## Excerpt to read:

++++++++++

This is “Irrelevant!”

This is an excerpt from a project on my intern at Shopee. This is a simple approach to help eliminate wrongly categorized product within the platform by using the term frequency. A previous approach using SVM has been tried but was not pursued further because of difficulty in rule extraction.

To generate the html documentation, run the compile.sh script (after installing the requirements.txt). To test, just run python irrelevant/irrelevant.py -v.

Code API documentation

class irrelevant.irrelevant.Irrelevant(relevant_dominance=4.0, relevant_tf=0.001, clash_dominance=10.0, clash_tf=0.005, maximum_clash_in_relevant=0.05, n_relevant=50, n_clash=30, initial_keywords=None)

Find wrongly categorized products.

The strategy used is based on the difference of likelihood of a keyword to appear in each of the category. We will take a keyword as a ‘determining keyword’ if the difference is significant.

++++++++++

## Information given:
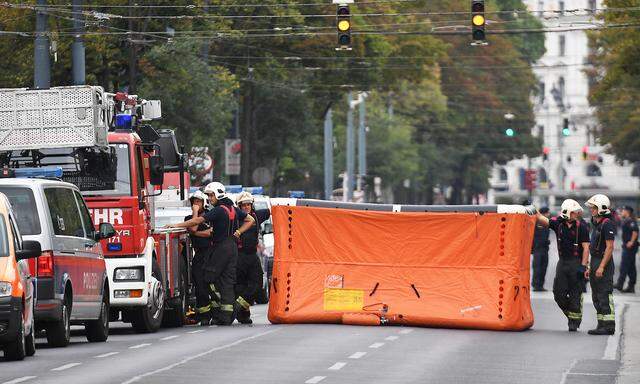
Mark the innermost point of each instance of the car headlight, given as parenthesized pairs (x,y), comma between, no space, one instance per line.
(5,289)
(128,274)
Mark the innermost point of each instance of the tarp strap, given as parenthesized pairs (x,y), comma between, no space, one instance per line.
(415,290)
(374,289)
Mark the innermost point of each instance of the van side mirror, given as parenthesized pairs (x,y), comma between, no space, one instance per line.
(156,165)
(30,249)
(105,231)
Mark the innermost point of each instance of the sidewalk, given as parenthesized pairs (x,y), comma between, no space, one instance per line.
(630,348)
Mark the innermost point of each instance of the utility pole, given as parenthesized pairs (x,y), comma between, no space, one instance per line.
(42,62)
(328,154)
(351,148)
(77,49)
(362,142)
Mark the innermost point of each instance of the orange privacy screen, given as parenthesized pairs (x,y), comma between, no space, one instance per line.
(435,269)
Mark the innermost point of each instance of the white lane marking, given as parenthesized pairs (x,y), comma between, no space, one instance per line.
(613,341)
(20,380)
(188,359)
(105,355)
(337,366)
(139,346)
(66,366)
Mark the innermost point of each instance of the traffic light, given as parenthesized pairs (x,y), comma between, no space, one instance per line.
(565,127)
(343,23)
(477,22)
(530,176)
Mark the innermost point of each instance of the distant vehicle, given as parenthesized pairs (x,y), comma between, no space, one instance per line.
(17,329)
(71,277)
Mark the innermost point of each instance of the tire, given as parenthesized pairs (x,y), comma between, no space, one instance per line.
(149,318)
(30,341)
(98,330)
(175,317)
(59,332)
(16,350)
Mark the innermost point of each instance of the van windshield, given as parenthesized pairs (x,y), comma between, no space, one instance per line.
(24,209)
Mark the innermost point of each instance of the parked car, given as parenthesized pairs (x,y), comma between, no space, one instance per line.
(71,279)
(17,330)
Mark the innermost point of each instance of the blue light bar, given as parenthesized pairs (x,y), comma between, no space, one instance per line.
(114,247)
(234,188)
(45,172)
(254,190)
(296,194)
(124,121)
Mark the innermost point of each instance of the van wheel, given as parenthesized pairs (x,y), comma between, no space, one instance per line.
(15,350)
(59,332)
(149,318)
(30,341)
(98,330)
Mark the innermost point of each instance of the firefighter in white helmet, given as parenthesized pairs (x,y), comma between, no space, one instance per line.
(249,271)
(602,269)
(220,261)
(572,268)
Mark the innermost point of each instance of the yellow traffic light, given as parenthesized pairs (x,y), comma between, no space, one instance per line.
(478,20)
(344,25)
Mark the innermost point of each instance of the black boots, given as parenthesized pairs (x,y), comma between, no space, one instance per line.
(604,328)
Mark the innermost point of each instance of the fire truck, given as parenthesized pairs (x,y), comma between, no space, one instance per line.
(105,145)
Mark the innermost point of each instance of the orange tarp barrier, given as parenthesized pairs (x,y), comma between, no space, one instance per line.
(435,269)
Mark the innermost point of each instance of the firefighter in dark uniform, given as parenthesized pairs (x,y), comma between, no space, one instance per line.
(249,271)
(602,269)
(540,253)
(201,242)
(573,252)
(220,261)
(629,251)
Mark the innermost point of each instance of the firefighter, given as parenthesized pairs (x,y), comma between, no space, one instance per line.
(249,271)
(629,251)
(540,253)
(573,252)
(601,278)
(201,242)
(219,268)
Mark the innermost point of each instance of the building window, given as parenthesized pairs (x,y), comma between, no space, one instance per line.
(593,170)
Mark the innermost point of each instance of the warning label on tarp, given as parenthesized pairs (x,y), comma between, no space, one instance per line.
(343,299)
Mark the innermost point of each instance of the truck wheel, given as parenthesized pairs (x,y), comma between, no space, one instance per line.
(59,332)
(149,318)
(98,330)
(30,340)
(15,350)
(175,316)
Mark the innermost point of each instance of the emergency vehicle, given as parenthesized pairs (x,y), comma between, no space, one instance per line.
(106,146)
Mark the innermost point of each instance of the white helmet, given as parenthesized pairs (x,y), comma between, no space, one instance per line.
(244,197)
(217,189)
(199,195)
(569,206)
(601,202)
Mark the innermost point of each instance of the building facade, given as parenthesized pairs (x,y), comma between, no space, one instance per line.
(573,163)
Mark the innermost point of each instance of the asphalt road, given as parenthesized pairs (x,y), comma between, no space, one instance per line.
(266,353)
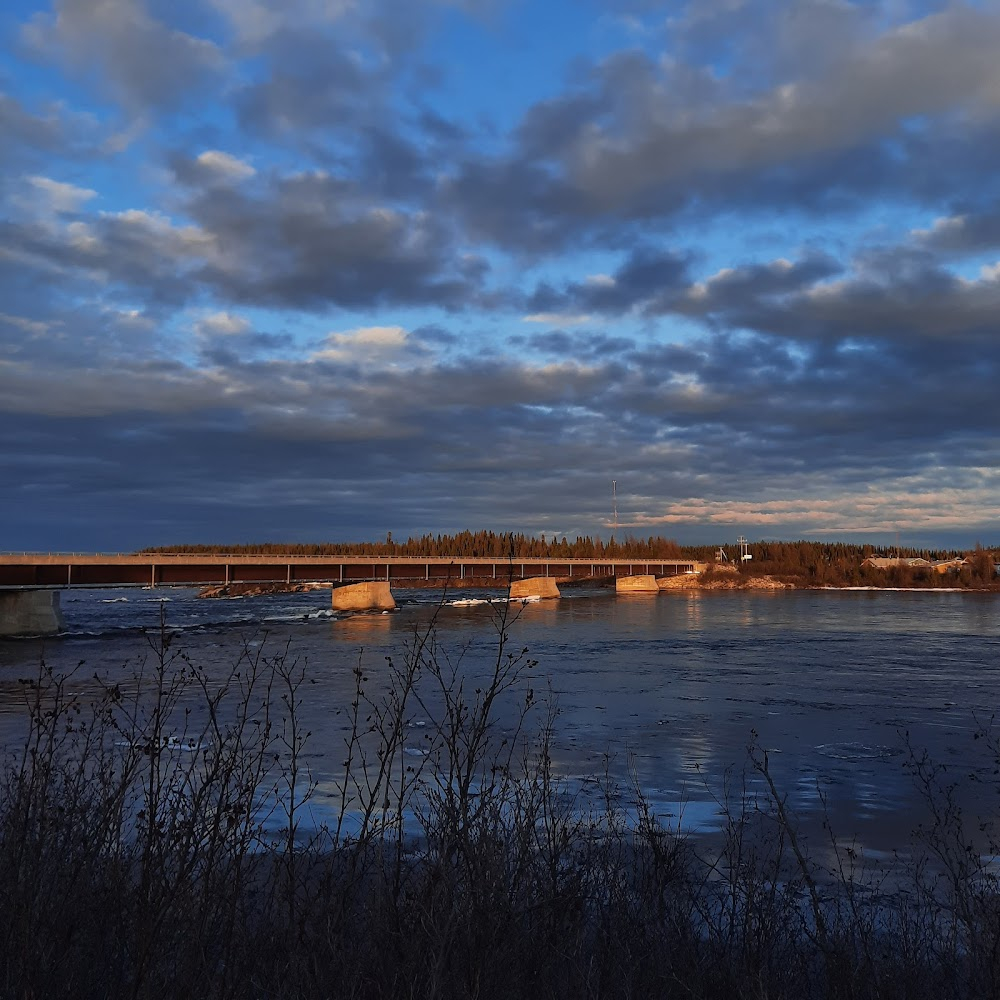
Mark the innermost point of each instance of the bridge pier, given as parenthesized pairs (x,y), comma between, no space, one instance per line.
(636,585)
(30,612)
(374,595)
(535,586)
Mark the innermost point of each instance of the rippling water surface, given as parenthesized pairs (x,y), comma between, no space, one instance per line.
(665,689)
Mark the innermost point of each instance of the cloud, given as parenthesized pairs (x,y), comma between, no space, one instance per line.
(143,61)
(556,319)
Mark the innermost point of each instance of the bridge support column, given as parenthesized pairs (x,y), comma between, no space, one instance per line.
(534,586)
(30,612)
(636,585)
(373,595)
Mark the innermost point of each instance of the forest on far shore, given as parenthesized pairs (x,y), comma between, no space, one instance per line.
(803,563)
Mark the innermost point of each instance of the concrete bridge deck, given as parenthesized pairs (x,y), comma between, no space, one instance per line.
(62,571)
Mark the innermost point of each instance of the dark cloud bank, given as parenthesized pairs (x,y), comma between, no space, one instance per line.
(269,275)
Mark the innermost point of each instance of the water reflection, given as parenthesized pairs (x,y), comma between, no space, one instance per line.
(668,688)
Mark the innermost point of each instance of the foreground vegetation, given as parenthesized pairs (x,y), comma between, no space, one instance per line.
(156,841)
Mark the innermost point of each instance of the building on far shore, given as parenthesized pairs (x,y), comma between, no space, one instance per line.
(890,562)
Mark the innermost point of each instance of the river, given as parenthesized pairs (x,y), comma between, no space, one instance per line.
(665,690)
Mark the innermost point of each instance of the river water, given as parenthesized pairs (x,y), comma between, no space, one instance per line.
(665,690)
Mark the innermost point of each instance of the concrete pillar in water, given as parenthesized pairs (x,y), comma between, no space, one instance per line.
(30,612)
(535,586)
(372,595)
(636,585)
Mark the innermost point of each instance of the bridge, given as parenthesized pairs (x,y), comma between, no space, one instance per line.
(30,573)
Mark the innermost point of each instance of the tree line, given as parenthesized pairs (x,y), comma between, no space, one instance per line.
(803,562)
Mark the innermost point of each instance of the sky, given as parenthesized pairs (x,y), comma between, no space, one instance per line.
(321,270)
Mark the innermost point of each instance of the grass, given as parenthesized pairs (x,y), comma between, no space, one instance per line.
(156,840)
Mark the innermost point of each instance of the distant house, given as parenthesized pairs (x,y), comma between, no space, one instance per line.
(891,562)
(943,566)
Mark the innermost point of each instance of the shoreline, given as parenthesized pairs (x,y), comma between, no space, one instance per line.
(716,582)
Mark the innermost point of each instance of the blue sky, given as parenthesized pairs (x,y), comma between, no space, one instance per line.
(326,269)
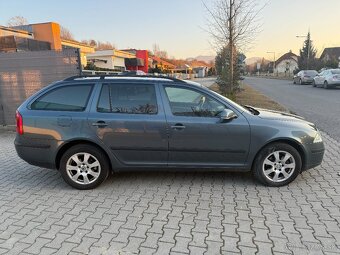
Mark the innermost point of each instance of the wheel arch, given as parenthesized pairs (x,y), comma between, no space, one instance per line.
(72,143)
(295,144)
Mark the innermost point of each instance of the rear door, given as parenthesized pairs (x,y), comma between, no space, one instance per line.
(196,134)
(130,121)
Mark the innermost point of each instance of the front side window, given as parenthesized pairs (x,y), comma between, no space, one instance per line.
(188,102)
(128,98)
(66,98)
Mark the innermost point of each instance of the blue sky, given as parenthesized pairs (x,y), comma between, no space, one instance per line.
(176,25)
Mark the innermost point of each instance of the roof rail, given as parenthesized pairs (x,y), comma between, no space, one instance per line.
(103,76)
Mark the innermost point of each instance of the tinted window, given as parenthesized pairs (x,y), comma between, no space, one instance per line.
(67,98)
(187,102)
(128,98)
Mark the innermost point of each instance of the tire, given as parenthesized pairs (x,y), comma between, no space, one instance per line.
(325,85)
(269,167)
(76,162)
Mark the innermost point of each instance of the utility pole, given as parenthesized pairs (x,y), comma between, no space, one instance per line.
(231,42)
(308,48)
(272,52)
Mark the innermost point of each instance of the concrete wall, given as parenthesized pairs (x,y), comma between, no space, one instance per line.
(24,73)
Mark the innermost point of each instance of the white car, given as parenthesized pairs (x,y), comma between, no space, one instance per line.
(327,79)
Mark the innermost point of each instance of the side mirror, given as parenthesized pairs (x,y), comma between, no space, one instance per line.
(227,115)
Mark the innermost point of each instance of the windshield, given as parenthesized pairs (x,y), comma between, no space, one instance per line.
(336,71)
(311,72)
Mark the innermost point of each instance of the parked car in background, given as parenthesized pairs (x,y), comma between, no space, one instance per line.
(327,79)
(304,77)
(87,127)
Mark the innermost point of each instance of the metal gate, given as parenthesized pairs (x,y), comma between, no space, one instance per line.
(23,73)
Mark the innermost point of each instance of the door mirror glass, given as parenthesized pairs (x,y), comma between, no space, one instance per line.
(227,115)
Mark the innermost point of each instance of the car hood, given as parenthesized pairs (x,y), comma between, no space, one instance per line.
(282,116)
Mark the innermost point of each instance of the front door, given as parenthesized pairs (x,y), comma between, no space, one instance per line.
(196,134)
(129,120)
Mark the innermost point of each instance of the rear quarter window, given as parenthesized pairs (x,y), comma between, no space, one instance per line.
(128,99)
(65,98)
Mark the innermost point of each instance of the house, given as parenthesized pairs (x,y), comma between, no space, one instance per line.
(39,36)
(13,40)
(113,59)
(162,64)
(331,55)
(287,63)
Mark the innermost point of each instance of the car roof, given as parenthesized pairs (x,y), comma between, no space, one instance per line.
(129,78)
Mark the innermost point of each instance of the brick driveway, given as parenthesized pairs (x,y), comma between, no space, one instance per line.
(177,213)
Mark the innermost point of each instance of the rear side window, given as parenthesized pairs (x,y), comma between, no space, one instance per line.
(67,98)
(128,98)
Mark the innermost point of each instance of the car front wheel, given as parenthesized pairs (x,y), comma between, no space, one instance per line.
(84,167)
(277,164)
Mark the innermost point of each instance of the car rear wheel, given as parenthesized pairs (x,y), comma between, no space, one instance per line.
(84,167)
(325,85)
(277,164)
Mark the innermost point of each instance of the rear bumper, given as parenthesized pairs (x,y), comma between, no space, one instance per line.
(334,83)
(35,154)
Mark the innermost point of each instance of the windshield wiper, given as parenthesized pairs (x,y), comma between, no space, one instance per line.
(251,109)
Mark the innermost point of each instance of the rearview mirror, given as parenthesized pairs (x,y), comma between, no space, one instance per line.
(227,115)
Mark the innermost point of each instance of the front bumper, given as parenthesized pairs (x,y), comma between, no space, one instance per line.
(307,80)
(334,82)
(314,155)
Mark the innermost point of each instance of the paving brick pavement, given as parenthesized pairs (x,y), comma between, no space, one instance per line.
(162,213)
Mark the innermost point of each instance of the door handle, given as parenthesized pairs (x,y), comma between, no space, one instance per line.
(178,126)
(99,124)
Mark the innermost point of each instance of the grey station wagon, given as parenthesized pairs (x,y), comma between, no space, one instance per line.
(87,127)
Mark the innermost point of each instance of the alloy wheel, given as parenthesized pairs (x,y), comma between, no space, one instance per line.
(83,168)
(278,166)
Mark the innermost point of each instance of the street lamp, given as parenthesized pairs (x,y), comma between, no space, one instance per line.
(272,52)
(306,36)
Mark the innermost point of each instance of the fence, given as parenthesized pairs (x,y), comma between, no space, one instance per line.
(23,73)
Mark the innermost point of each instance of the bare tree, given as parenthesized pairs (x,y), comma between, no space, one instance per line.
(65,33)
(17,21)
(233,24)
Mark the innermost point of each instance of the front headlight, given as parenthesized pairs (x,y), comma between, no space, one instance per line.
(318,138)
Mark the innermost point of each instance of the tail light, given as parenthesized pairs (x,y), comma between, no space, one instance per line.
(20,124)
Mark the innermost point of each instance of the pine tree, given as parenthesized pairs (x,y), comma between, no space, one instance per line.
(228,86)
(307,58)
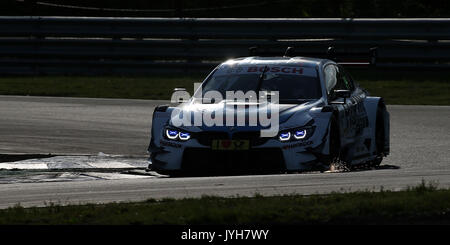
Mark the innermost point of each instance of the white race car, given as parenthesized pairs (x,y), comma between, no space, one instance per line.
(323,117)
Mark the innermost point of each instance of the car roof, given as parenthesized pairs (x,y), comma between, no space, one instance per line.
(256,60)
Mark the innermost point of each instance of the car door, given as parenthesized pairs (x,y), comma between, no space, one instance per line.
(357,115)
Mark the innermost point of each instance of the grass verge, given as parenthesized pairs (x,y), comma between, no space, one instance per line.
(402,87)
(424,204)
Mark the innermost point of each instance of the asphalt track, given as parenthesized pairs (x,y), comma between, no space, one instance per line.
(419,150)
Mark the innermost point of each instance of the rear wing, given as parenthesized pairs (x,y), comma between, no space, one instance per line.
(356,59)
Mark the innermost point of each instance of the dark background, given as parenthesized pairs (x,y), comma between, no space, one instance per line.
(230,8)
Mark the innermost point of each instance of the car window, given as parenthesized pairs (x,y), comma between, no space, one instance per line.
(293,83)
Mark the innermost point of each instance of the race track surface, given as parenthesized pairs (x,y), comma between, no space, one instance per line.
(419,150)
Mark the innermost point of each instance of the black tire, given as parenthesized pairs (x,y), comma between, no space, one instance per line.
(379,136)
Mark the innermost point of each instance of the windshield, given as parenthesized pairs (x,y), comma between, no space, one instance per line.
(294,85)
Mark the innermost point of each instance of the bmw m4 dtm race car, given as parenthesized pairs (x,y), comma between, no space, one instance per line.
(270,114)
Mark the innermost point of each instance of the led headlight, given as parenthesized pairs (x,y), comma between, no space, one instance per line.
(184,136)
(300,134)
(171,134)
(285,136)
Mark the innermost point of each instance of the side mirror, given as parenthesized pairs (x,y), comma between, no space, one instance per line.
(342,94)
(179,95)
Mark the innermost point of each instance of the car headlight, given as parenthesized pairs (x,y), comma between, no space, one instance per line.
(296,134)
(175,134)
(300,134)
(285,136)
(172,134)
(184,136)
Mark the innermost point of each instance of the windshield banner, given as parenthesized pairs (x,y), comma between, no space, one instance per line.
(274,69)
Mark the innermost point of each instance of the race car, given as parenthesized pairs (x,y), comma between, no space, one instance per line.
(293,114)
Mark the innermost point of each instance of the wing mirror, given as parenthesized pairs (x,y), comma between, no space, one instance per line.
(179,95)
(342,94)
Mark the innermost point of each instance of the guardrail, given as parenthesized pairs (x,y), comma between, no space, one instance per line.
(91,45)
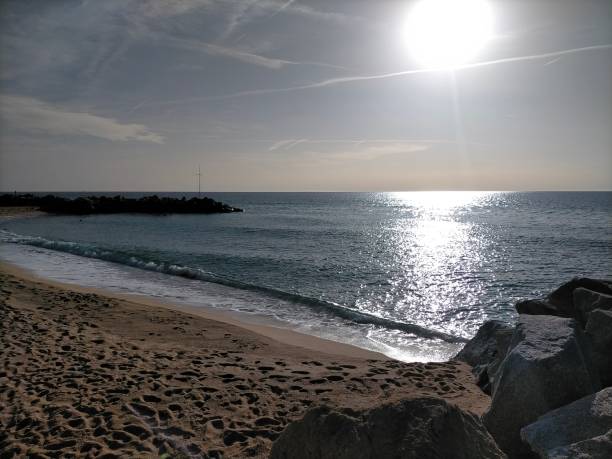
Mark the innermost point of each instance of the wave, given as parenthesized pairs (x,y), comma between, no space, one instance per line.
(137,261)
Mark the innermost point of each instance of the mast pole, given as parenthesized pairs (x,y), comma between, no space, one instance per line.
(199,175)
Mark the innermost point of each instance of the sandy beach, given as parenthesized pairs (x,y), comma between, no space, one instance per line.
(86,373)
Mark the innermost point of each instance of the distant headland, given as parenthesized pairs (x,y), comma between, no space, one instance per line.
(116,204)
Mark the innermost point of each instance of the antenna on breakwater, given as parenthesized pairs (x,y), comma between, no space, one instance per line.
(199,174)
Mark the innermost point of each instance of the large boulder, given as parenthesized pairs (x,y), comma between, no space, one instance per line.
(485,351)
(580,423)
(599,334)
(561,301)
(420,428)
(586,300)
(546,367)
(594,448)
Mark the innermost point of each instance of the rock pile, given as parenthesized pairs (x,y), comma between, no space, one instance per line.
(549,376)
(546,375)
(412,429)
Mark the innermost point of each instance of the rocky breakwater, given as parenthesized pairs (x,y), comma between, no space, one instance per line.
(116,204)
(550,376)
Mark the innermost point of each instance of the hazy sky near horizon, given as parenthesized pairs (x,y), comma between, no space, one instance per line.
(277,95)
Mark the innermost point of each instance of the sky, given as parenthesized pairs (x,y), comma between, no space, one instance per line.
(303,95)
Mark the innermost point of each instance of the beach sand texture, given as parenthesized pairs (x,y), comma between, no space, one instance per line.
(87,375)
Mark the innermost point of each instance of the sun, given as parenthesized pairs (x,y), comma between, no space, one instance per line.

++++++++++

## Job:
Continue the documentation above for the tool that flags wrongly categorized products, starting right after its final sentence.

## Output for this exercise:
For example, let us consider an imaginary brand ‘Good_cheap’ and we are classifying between ‘Dress’ and ‘Watch’. If the brand ‘Good_cheap’ production is 80% ‘Watch’ and 20% ‘Dress’, we won’t be brave enough to judge that everything that contains the brand name ‘Good_cheap’ is watch. But if ‘Good_cheap’ main product line is 99% ‘Watch’ with only some exceptional special edition ‘Dress’, we will be brave enough to use the brand name as determining factor/keyword.

This module compare not between two categories, but a category with the rest (complement of the category), i.e. when there is only two category, those cases are equivalent.

There is two ‘main’ way to use this class, one is to set the training parameter or using initial_keywords to directly inject the determining keywords.

Parameters
  • relevant_dominance (float) – minimum ratio of P(keyword in relevant)/P(keyword in clash) for relevant keyword

  • relevant_tf (float) – minimum P(keyword in relevant) for relevant keyword

  • clash_dominance (float) – minimum ratio of P(keyword in clash)/P(keyword in clash) for clash keyword

  • clash_tf (float) – minimum P(keyword in clash) for clash keyword

  • maximum_clash_in_relevant (float) – maximum P(keyword in relevant) for clash keyword

  • n_relevant (int) – maximum number of top relevant keywords taken (ordered based on term frequency)

  • n_clash (int) – maximum number of top clash keywords taken (ordered based on ratio / bias strength)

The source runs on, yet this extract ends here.